## ASSIGNED TASK
Would you return exactly the lines from the top of the data below through the one containing "find ceremonial staff", leaving out the pictures?

Dataset entries:
• • •

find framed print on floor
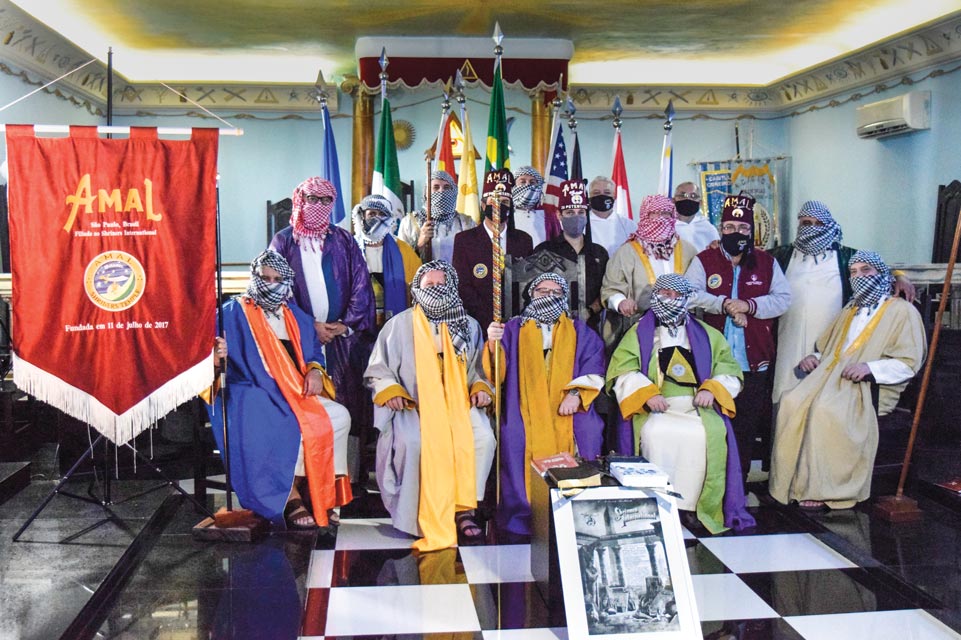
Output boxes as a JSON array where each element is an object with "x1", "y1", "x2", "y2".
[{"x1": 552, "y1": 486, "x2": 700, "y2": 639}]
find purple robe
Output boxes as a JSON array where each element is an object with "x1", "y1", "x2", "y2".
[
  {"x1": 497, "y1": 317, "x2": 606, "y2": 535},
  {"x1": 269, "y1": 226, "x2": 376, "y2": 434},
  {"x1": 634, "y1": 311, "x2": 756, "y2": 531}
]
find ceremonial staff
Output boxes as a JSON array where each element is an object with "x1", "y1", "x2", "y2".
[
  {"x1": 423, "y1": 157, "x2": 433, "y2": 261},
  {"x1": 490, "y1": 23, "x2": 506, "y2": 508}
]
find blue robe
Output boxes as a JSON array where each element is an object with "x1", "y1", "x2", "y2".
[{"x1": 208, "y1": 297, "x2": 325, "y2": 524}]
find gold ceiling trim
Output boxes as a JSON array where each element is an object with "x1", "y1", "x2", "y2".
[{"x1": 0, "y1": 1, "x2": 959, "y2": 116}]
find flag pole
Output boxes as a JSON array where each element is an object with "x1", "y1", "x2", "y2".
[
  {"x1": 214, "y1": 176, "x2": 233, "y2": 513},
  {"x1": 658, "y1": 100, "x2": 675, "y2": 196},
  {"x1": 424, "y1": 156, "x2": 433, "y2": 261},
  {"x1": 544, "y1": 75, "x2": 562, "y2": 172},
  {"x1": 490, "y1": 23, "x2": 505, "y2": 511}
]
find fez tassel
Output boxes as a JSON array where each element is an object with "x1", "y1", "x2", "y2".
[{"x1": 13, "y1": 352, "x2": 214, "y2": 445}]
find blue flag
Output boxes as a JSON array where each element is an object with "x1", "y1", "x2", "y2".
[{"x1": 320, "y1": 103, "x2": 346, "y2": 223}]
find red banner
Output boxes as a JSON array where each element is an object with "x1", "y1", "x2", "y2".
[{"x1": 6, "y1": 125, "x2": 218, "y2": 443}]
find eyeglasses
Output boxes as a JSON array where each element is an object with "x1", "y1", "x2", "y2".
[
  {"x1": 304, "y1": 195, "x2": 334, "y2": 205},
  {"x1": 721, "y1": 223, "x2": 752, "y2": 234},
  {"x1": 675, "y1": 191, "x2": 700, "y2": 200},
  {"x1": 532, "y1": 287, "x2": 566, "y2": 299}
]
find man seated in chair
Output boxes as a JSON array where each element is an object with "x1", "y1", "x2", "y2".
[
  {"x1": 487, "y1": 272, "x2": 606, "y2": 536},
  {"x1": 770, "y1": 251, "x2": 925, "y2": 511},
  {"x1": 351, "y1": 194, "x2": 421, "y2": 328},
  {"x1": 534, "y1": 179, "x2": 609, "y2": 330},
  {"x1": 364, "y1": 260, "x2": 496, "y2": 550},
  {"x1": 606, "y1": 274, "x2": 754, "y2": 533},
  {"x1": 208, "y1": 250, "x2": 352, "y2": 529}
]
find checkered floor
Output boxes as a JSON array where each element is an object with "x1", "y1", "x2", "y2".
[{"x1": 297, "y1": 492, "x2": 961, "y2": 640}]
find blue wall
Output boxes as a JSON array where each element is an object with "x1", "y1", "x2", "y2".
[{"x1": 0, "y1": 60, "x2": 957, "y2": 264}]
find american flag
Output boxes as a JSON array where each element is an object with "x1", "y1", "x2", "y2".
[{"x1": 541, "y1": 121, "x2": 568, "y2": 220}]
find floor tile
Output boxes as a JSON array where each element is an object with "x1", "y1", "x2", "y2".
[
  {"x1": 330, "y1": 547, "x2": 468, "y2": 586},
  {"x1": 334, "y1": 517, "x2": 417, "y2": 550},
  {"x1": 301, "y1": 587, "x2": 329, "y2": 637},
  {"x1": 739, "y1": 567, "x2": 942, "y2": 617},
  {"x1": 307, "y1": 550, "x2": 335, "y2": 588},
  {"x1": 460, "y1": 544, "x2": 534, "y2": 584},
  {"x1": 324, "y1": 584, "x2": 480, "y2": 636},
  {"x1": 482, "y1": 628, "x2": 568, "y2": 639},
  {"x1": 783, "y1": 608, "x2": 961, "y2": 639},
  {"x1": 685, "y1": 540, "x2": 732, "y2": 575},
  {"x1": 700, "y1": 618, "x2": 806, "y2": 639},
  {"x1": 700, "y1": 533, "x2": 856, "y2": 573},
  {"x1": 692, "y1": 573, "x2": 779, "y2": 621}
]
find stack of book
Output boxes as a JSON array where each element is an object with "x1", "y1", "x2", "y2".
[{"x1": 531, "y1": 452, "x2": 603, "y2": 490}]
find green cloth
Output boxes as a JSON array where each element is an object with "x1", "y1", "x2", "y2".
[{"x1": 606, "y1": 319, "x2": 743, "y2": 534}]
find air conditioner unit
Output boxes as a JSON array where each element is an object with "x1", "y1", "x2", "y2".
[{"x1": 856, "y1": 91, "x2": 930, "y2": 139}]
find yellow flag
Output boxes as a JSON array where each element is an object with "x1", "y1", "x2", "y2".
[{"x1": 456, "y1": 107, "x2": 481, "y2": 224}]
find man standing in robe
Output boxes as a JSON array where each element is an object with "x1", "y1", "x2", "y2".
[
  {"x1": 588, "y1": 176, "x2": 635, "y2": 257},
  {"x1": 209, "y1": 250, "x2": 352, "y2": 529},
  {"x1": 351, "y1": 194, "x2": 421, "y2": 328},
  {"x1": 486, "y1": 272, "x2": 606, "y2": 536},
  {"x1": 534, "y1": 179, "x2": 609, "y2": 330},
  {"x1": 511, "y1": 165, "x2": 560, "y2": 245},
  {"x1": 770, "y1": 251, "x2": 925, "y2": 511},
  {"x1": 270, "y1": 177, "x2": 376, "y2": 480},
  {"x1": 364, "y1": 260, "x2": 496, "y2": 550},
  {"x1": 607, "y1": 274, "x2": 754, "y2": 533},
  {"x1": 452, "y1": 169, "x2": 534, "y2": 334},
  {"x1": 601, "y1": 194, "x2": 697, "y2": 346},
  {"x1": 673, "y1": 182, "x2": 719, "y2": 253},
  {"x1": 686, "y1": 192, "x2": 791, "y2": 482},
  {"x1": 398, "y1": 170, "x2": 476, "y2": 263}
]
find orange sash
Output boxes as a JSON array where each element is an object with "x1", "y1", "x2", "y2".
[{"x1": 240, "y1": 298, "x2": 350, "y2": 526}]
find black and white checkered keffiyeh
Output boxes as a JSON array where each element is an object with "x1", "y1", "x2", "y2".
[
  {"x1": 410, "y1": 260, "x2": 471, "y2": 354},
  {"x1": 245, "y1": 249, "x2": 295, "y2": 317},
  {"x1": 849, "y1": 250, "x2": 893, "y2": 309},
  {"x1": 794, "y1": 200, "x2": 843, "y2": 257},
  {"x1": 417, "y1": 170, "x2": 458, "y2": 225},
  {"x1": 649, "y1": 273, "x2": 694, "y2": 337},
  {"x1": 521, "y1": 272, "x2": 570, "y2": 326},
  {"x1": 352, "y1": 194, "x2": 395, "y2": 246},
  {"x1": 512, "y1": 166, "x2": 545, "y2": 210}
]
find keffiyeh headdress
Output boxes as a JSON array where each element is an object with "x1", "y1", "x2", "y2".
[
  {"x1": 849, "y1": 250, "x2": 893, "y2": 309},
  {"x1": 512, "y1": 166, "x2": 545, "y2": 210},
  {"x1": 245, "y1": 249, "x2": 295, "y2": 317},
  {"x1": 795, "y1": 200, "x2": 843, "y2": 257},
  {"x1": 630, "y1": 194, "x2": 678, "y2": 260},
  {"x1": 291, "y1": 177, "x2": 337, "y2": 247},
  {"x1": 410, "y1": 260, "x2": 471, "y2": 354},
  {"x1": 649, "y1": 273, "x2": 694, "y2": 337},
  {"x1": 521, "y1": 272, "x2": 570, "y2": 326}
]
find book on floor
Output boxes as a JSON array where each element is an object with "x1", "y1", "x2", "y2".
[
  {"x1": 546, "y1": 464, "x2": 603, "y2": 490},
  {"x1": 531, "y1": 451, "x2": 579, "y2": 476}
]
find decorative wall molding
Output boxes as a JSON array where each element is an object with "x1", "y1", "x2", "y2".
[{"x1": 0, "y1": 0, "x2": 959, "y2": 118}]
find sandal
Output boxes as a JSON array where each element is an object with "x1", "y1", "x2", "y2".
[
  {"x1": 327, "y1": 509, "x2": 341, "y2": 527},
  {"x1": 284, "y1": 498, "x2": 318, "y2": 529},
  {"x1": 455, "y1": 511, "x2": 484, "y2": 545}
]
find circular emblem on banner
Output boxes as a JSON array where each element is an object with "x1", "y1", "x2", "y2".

• • •

## FINAL ANSWER
find framed print on floor
Output boxes as a JSON array where each element is an object with "x1", "y1", "x2", "y2".
[{"x1": 552, "y1": 486, "x2": 700, "y2": 639}]
find purple robe
Output boxes as a JSON array where each element is an object with "x1", "y1", "x2", "y2".
[
  {"x1": 497, "y1": 317, "x2": 606, "y2": 535},
  {"x1": 269, "y1": 226, "x2": 376, "y2": 434},
  {"x1": 634, "y1": 311, "x2": 756, "y2": 531}
]
find ceremonial staff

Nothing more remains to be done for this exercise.